MATERIAL TO PROCESS start

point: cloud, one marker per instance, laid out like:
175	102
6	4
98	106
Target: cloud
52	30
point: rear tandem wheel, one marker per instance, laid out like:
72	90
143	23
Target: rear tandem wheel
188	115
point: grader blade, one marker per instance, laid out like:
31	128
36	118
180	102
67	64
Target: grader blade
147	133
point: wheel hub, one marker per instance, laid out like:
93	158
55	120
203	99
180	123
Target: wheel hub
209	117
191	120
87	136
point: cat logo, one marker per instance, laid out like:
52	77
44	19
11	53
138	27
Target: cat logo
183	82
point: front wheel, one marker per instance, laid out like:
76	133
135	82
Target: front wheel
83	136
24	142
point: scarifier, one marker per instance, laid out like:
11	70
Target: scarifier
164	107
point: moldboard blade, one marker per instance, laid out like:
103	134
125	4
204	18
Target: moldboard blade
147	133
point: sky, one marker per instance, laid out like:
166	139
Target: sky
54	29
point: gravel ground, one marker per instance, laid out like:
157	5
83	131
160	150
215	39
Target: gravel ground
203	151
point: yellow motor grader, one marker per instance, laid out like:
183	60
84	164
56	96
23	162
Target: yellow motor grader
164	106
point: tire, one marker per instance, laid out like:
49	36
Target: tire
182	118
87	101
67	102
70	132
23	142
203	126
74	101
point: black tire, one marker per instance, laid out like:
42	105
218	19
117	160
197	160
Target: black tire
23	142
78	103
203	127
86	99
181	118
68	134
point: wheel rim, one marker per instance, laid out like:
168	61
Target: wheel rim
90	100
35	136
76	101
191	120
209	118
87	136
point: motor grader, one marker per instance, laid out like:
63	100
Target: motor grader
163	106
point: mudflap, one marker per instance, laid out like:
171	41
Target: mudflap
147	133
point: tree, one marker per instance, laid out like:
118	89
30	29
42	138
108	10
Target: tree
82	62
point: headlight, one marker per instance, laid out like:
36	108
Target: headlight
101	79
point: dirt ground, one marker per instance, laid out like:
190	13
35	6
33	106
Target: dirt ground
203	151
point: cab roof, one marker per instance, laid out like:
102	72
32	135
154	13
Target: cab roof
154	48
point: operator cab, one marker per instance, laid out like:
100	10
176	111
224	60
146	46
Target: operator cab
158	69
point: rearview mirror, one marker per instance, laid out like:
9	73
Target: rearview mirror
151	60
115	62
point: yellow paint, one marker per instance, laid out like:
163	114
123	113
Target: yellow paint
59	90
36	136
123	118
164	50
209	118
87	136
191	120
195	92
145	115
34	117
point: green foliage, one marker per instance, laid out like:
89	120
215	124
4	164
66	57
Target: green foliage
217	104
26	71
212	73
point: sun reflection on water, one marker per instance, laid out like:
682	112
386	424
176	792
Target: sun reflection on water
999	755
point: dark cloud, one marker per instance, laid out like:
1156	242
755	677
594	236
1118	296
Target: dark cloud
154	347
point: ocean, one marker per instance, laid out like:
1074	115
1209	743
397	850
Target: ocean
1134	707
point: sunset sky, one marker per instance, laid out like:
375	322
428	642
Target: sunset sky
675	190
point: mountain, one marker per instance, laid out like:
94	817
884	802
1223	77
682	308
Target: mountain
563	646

MATERIAL TO PROCESS end

WHAT NEEDS TO BE DONE
Copy all of the items above word for word.

RESPONSE
point: cloud, one marker per instance, laid out like:
175	102
6	4
98	106
Target: cloud
52	30
point: rear tandem wheel, one marker per instance, laid out like:
72	90
143	23
Target: rear tandem wheel
188	115
point: grader blade, one marker per instance, laid out like:
31	128
36	118
180	102
67	64
Target: grader blade
147	133
point: wheel hub, one marker per instance, laid out like:
93	158
55	120
203	99
180	123
Target: wheel hub
209	117
191	120
87	136
point: cat logo, one marker per instance, laid out like:
52	77
44	19
11	53
138	27
Target: cat logo
183	82
point: front wheel, one marker per instance, laid out like:
76	133
135	82
Target: front wheel
83	136
24	142
point: scarifier, one marker per instance, laid out like:
11	70
Target: scarifier
164	107
point: moldboard blade, one marker per instance, laid out like:
103	134
125	4
204	18
Target: moldboard blade
147	133
point: sky, one marker per instance, laid out like:
166	139
Target: sky
54	29
point: gravel ground, one marker per instance, laid out like:
157	5
83	131
160	150
215	39
Target: gravel ground
203	151
point: yellow motor grader, one marker per instance, laid out like:
183	60
84	164
56	96
23	162
Target: yellow motor grader
164	106
point: tire, one marker per instance, laid out like:
49	36
Target: tire
182	118
87	101
67	102
70	132
23	142
203	126
74	101
point: black tire, one marker per instance, laid out like:
42	105
218	19
117	160
197	160
Target: black tire
23	142
78	103
203	127
86	99
181	118
68	134
point: wheel rim, one marker per instance, laid out like:
168	61
Target: wheel rim
90	100
35	136
76	101
191	120
209	118
87	136
point: motor grader, one marker per instance, laid out like:
63	100
Target: motor grader
163	106
point: mudflap, one marker per instance, laid out like:
171	41
Target: mudflap
147	133
point: tree, one marker per instance, laid out like:
118	89
30	29
42	138
108	10
Target: tree
82	62
point: headlight, one marker per instance, laid out like:
36	108
Target: headlight
101	79
point: dirt ground, one marker per instance, laid out like:
190	13
35	6
33	106
Target: dirt ground
203	151
point: cab roof, one marker per instance, laid out like:
102	72
32	135
154	13
Target: cab roof
154	48
point: operator cab, one marker per instance, laid out like:
100	10
176	111
224	60
146	46
Target: operator cab
158	69
point: rearview mirror, one marker per instance, laid out like:
9	73
Target: rearview mirror
151	60
115	62
point: yellow paint, one marker per instance, laid out like:
163	114
123	113
Target: yellow paint
59	90
36	136
123	118
164	50
209	118
87	136
191	120
195	92
145	115
34	117
point: green foliage, one marker per instance, laid out like:
89	120
215	124
4	164
66	57
Target: green foliage
217	104
26	71
212	73
point: sun reflection on water, one marker per instance, laid out like:
682	112
386	424
176	792
Target: sun reflection on water
999	755
point: dark cloud, one marker per instance, laid out like:
1156	242
755	677
594	236
1118	296
Target: dark cloud
154	347
point: ocean, one marker per instance, laid out like:
1074	115
1209	743
397	850
Target: ocean
1134	707
point: sunset sky, one marker per instance, laid out like:
375	322
428	642
Target: sunset sky
675	190
point: mountain, one marker per instance, laid out like:
94	817
884	802
1223	77
682	308
Target: mountain
563	646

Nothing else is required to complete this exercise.